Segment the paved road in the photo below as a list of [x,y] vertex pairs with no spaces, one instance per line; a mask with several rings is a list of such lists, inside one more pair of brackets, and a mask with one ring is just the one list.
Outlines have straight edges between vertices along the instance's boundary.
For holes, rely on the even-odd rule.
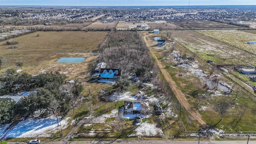
[[[120,144],[198,144],[197,141],[172,141],[172,140],[116,140],[115,141],[57,141],[57,142],[41,142],[41,144],[107,144],[111,143],[118,143]],[[236,140],[236,141],[201,141],[200,142],[200,144],[246,144],[247,143],[247,140]],[[26,144],[23,142],[10,142],[8,144]],[[256,141],[249,140],[248,144],[256,144]]]

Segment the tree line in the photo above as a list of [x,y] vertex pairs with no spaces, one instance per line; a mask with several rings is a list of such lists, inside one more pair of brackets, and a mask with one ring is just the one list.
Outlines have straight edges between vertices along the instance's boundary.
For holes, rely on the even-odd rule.
[[[78,96],[83,90],[79,82],[63,86],[67,78],[58,72],[33,76],[26,72],[19,74],[13,69],[7,70],[6,75],[0,78],[1,94],[18,94],[32,90],[35,92],[31,92],[29,96],[23,97],[17,102],[11,98],[0,98],[0,122],[10,122],[17,115],[33,116],[38,110],[42,110],[42,116],[55,113],[66,114],[70,105],[75,106]],[[49,108],[52,107],[54,101],[56,102],[53,106],[56,110],[53,111]]]
[[101,45],[97,62],[106,62],[108,68],[122,69],[123,78],[136,75],[148,81],[158,72],[149,52],[139,32],[114,30]]

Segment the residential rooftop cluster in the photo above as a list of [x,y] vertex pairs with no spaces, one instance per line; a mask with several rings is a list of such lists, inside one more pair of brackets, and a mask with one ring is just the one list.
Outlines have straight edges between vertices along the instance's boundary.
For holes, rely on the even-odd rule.
[[[0,16],[18,16],[22,20],[90,20],[102,15],[98,20],[180,20],[223,19],[232,18],[241,20],[256,19],[256,10],[252,6],[214,7],[195,6],[177,7],[169,6],[165,8],[152,7],[2,7]],[[18,14],[13,11],[21,11]]]

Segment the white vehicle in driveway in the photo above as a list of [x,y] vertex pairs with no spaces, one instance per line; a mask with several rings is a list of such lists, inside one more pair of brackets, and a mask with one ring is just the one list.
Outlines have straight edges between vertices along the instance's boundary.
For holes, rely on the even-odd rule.
[[35,139],[31,140],[28,142],[28,144],[38,144],[40,143],[40,140]]

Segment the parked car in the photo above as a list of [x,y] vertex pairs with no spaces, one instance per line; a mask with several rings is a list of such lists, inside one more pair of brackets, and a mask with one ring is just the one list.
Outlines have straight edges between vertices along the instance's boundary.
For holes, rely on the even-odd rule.
[[157,109],[159,107],[160,107],[160,105],[159,103],[156,103],[156,109]]
[[35,139],[31,140],[28,142],[28,144],[38,144],[40,143],[40,140]]
[[136,118],[136,122],[140,122],[140,120],[141,120],[141,118],[142,118],[142,116],[141,116],[141,115],[139,115],[137,117],[137,118]]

### DO THIS:
Rewrite every line of the records above, switching "even-odd rule" to "nonzero winding rule" and keeping everything else the same. Leave the pictures out.

### RESPONSE TO THE TASK:
Segment the paved road in the photo below as a list of [x,y] vertex pairs with no spaces, one instance per line; a mask with several rings is a list of such lists, inside one more pair of brackets, and a mask with one ring is just the one list.
Outlines have straight edges between vertices along the instance's boundary.
For holes, rely on the nonzero winding rule.
[[[120,144],[198,144],[197,141],[172,141],[172,140],[116,140],[115,141],[57,141],[57,142],[41,142],[41,144],[107,144],[111,143],[118,143]],[[236,140],[236,141],[201,141],[200,142],[200,144],[246,144],[247,143],[247,140]],[[26,144],[23,142],[10,142],[8,144]],[[256,141],[249,140],[248,144],[256,144]]]

Segment the tree line in the photo above as a list of [x,y] vertex pairs with no spaces, one instance per line; a mask with several rings is a list of such lists, inside one more pair of brackets, and a mask with one ring is just the one list.
Outlines have straight edges between vertices along the instance's boundary.
For holes, rely on the nonzero winding rule.
[[[78,96],[83,90],[79,82],[63,86],[67,78],[58,72],[33,76],[26,72],[19,74],[13,69],[7,70],[6,75],[0,78],[1,94],[18,94],[32,90],[35,92],[31,92],[29,96],[23,97],[17,102],[11,98],[0,98],[0,122],[10,122],[17,115],[33,116],[38,110],[42,110],[42,116],[55,113],[66,114],[70,105],[75,106]],[[49,108],[52,107],[54,101],[56,102],[53,106],[56,110],[53,111]]]
[[101,45],[97,62],[106,62],[108,68],[122,69],[123,78],[136,75],[148,81],[158,72],[149,52],[139,32],[114,30]]

Segment the residential rooftop cluster in the photo above as a list of [x,y] vertex pairs with no spaces, one instance per line; a mask with several rings is a list of such lists, inside one more pair of brackets, and a mask with one ring is just the one list.
Outlines have straight edges between vertices along the instance's boundary.
For holes, rely on the nonzero winding rule.
[[[0,16],[18,16],[22,20],[90,20],[102,15],[98,20],[180,20],[223,19],[232,18],[241,20],[256,19],[256,10],[252,6],[214,7],[195,6],[177,7],[169,6],[165,8],[152,7],[2,7]],[[18,14],[13,11],[21,11]]]

Segment the white vehicle in driveway in the photo above as a list of [x,y] vertex pairs with no spaces, one instance per line; a mask with several rings is a list of such lists, inside one more pair of brackets, and a mask with one ring is just the one list.
Outlines have straight edges between vertices along the instance's boundary.
For holes, rely on the nonzero winding rule.
[[35,139],[31,140],[28,142],[28,144],[38,144],[40,143],[40,140]]

Segment the parked car in the photo above as a list of [x,y] vertex pairs with no spaces, one instance per line; a mask with several rings is a list of such lists, inside one more pair of brackets, and a mask with one ring is just the one list.
Outlines have straight edges between vertices along the instance's boundary.
For holes, rely on the nonzero winding rule.
[[157,109],[159,107],[160,107],[160,105],[159,103],[156,103],[156,109]]
[[35,139],[31,140],[28,142],[28,144],[38,144],[40,143],[40,140]]
[[136,118],[136,122],[140,122],[140,120],[141,120],[141,118],[142,118],[142,116],[141,116],[141,115],[139,115],[137,117],[137,118]]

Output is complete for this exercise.